▸ What to do
Scale the entries starting at the line containing "of man lying" and ending at the line containing "73;167;379;382", both lines included. Reproduce only those lines, requests and all, but multiply every bounding-box coordinate in the answers by 0.9 and round to whole numbers, with halves rounding up.

▸ Extracted data
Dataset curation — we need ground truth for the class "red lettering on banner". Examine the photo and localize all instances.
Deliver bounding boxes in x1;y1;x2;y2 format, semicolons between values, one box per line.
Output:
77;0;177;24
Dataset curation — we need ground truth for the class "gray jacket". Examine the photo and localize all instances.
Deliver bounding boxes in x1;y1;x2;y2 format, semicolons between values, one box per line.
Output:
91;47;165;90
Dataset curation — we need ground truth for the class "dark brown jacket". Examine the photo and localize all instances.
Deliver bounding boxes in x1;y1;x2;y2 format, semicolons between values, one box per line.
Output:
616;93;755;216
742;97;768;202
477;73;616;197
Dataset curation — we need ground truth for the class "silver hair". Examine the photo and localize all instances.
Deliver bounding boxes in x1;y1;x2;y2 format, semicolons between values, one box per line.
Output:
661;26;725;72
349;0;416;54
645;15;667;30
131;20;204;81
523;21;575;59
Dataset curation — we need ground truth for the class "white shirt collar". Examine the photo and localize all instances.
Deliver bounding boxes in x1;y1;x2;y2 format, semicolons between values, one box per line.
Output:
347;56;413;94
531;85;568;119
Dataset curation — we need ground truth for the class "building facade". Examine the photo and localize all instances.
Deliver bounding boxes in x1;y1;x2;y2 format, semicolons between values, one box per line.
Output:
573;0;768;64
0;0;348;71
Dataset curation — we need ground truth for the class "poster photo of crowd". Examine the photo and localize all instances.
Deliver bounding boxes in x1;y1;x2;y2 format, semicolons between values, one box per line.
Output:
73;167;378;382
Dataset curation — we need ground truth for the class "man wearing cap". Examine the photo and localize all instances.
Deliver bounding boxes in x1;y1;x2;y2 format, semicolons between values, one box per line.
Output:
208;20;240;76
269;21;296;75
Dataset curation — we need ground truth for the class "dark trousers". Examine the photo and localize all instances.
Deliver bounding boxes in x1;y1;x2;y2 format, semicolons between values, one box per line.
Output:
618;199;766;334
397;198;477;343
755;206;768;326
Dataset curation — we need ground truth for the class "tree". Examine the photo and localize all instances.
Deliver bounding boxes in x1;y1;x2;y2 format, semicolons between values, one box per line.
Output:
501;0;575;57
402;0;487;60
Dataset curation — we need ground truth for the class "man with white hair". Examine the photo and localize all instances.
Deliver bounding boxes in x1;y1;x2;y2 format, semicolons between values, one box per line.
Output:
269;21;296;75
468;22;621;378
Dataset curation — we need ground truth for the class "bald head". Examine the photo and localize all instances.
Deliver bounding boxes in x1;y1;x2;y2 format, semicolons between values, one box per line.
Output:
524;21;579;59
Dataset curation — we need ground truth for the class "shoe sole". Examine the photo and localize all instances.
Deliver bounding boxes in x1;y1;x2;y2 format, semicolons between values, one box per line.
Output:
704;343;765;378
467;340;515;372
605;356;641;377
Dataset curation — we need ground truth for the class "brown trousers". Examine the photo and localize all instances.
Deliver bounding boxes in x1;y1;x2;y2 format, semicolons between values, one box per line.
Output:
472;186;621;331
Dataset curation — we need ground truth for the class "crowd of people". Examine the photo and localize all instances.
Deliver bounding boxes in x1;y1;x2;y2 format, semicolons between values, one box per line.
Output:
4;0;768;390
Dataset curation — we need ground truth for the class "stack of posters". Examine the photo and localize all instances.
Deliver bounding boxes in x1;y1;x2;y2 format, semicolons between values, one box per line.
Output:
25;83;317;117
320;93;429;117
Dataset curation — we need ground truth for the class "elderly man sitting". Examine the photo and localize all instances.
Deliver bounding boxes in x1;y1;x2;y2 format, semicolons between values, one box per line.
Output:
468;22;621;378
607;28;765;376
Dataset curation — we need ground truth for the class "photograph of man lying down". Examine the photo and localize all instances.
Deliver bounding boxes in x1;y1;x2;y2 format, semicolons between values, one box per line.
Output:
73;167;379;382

---

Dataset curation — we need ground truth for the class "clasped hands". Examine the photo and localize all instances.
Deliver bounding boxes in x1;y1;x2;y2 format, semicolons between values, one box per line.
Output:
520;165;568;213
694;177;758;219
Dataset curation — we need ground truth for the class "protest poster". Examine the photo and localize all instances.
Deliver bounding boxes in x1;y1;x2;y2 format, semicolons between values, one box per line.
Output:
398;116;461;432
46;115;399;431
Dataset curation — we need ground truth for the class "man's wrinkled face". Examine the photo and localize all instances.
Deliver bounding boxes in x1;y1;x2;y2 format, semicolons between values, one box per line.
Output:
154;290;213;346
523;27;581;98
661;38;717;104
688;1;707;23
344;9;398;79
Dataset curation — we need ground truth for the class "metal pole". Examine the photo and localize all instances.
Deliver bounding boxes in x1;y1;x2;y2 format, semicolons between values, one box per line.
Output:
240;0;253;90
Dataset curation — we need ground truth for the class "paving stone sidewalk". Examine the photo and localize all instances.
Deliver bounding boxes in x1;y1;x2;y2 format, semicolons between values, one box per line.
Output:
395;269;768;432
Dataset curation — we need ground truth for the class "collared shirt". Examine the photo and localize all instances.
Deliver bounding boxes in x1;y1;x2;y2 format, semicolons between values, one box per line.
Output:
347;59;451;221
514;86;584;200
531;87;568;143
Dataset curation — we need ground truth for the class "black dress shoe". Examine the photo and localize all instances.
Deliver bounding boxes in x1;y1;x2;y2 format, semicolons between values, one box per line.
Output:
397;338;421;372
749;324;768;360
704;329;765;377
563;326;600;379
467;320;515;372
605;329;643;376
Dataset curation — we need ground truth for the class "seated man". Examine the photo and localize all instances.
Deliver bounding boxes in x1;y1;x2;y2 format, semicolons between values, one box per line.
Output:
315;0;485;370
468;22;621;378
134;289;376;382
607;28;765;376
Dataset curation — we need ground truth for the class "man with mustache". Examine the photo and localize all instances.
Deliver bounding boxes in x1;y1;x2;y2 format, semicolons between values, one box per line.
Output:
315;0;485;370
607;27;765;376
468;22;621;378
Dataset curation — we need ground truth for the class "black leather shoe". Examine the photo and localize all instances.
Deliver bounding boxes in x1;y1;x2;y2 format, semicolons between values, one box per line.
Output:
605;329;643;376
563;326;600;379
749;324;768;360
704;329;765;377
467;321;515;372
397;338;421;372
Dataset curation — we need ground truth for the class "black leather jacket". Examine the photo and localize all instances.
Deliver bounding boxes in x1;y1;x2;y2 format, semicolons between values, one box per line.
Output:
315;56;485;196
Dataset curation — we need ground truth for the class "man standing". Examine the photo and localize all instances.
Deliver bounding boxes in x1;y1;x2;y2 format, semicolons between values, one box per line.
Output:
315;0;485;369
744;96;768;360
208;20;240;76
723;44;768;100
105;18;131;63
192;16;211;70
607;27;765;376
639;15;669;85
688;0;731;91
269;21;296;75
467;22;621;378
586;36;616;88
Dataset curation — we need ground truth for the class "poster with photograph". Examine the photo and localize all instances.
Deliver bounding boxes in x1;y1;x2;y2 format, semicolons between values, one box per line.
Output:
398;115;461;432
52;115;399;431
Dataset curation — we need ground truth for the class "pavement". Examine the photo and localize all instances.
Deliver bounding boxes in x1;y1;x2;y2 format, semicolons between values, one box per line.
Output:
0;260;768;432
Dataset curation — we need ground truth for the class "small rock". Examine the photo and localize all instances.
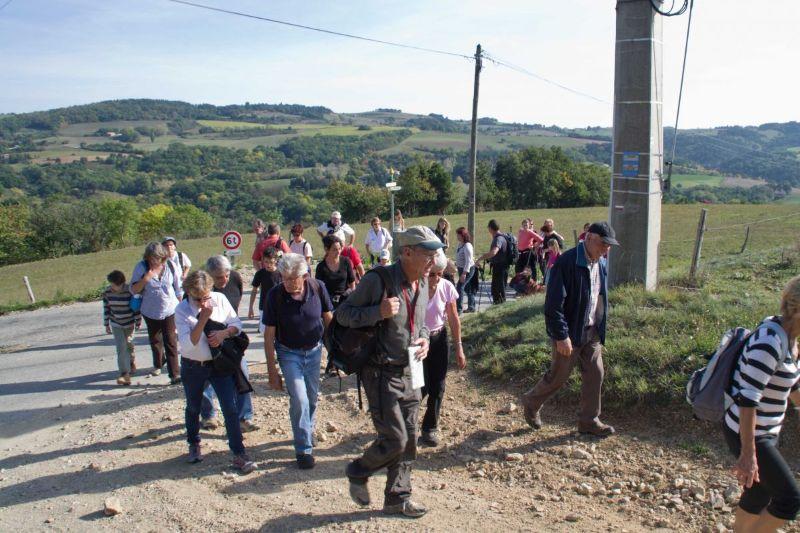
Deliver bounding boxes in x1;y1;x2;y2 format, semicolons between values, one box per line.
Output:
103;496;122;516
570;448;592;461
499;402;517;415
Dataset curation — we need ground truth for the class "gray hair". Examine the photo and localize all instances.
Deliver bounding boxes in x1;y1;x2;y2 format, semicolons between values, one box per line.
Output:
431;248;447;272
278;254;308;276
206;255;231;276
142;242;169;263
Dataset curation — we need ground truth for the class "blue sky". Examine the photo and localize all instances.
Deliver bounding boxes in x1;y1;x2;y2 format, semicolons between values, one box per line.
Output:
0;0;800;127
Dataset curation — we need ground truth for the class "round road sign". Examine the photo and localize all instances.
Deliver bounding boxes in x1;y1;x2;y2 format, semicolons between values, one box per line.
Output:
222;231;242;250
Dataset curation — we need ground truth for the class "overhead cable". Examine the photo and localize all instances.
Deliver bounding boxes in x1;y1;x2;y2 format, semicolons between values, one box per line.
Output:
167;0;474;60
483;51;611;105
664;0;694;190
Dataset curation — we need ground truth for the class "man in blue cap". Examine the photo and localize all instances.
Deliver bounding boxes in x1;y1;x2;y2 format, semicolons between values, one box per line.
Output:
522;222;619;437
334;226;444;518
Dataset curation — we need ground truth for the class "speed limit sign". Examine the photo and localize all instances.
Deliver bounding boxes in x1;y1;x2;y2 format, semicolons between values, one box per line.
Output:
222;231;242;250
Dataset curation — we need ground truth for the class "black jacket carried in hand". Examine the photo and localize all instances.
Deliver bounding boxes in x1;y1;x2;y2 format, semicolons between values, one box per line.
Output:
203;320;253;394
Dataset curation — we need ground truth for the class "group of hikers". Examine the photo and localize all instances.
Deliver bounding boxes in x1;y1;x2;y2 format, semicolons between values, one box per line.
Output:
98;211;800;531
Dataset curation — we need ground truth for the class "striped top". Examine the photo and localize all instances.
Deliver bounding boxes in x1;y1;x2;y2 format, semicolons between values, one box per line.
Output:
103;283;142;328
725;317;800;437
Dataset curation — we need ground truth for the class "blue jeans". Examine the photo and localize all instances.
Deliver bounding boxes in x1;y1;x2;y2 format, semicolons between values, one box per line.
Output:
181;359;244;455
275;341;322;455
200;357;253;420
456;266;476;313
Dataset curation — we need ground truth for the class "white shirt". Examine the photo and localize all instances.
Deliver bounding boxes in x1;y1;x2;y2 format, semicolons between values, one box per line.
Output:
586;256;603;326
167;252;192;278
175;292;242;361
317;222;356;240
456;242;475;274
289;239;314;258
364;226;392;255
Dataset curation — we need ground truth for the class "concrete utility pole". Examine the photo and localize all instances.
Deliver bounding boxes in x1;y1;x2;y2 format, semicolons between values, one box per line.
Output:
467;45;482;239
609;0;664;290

▸ Solution below
Dataset curation — we need ground truth for the class "photograph of man lying down". Examine the photo and localize all instances.
Deliver bounding boxes in x1;y1;x2;y2 format, semicolons between values, one box per line.
Output:
66;150;341;344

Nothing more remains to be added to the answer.